↓

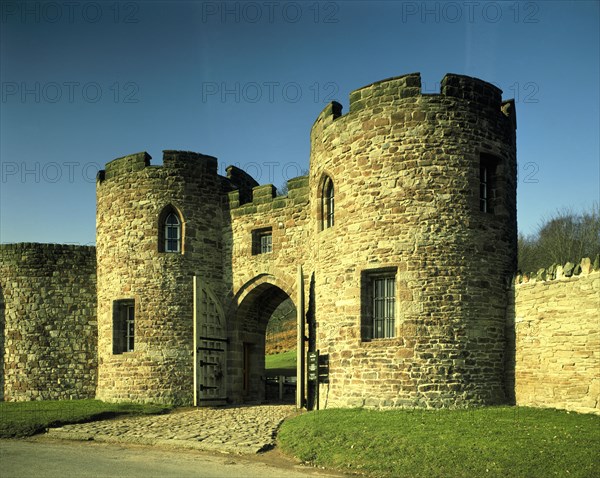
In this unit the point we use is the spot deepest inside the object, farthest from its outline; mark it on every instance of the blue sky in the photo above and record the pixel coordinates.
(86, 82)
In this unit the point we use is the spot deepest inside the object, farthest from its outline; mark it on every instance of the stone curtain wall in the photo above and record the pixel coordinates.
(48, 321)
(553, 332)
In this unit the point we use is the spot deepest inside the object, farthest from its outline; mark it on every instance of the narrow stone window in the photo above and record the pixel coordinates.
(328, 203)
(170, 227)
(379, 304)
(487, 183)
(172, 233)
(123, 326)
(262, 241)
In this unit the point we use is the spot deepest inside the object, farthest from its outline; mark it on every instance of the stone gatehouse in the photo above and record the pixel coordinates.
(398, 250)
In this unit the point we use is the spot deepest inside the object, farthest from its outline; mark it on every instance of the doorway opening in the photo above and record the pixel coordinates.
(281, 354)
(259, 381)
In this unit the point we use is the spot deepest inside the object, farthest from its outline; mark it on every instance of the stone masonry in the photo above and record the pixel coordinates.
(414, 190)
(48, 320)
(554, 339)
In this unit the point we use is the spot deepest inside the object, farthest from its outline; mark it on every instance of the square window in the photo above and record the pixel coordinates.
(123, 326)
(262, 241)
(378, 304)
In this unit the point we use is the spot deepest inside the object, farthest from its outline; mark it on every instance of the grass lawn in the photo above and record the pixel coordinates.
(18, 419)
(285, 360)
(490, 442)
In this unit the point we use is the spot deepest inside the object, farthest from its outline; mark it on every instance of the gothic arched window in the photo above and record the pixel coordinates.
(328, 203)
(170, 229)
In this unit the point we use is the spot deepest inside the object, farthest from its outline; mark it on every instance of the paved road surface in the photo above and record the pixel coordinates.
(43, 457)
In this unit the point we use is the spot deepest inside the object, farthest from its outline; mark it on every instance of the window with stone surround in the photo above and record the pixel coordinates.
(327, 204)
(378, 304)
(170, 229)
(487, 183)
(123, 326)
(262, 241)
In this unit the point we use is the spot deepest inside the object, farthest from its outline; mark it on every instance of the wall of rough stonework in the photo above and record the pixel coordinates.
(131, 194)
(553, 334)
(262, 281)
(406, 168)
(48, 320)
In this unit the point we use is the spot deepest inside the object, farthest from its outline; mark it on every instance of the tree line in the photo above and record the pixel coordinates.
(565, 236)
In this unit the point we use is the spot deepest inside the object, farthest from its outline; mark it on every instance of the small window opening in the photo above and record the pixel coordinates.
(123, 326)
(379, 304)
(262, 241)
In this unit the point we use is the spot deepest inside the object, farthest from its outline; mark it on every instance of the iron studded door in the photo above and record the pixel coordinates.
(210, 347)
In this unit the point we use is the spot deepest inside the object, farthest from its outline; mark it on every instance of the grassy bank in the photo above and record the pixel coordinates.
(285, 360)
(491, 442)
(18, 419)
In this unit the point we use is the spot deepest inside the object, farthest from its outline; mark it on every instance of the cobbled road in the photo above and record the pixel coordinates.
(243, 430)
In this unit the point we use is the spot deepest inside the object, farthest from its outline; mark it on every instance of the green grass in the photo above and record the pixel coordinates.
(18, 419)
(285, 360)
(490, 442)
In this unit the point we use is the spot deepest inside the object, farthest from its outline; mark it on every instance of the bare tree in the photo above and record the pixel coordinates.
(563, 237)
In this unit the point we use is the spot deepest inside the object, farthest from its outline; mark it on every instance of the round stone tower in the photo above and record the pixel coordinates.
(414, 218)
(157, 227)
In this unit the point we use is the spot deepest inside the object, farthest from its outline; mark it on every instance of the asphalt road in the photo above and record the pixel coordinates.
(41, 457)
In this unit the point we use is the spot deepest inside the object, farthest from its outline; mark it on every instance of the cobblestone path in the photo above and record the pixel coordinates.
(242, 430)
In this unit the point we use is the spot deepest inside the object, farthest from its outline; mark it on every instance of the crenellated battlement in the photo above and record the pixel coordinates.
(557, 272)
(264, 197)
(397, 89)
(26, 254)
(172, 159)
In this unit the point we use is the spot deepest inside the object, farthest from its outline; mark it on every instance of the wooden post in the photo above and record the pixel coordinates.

↑
↓

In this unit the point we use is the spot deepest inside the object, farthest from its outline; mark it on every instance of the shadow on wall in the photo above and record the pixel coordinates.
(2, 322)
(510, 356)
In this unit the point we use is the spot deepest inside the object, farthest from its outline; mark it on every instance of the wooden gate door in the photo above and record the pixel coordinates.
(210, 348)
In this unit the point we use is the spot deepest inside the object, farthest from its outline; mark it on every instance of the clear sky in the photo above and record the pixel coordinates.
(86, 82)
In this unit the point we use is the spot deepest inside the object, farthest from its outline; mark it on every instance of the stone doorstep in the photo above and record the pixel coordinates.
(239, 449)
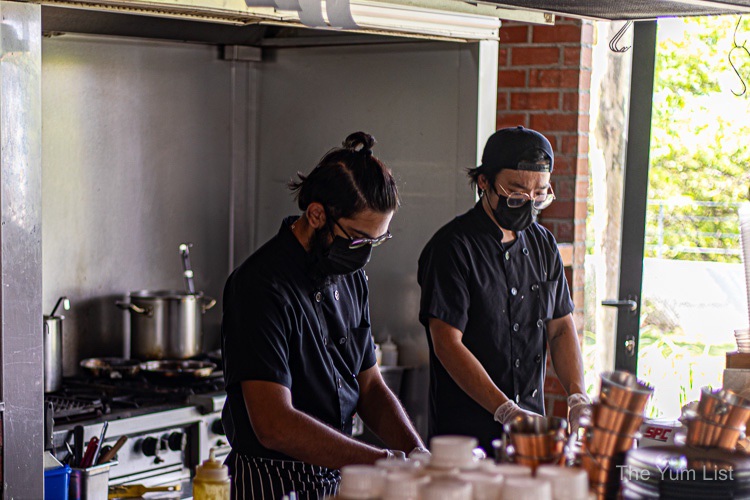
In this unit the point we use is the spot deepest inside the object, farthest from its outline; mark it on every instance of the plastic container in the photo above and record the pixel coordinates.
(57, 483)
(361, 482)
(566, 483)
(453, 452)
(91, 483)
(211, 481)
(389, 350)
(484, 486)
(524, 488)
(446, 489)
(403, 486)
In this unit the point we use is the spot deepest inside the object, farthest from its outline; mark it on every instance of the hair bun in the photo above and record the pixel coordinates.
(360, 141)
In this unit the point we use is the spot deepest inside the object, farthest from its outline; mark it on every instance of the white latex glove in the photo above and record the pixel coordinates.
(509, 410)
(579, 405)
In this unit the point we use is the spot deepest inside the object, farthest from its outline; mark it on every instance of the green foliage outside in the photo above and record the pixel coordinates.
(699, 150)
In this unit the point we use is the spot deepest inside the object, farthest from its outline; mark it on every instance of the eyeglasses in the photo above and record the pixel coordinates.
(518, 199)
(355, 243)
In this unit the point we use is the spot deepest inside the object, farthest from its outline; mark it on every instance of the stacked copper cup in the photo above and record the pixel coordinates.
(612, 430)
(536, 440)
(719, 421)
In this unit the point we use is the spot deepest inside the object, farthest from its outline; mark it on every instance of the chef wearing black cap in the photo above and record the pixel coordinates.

↑

* _What the task requires_:
How many lines in the items above contain the string "wooden"? Case matters. Reply with the number only.

* _Output of the exercise_:
2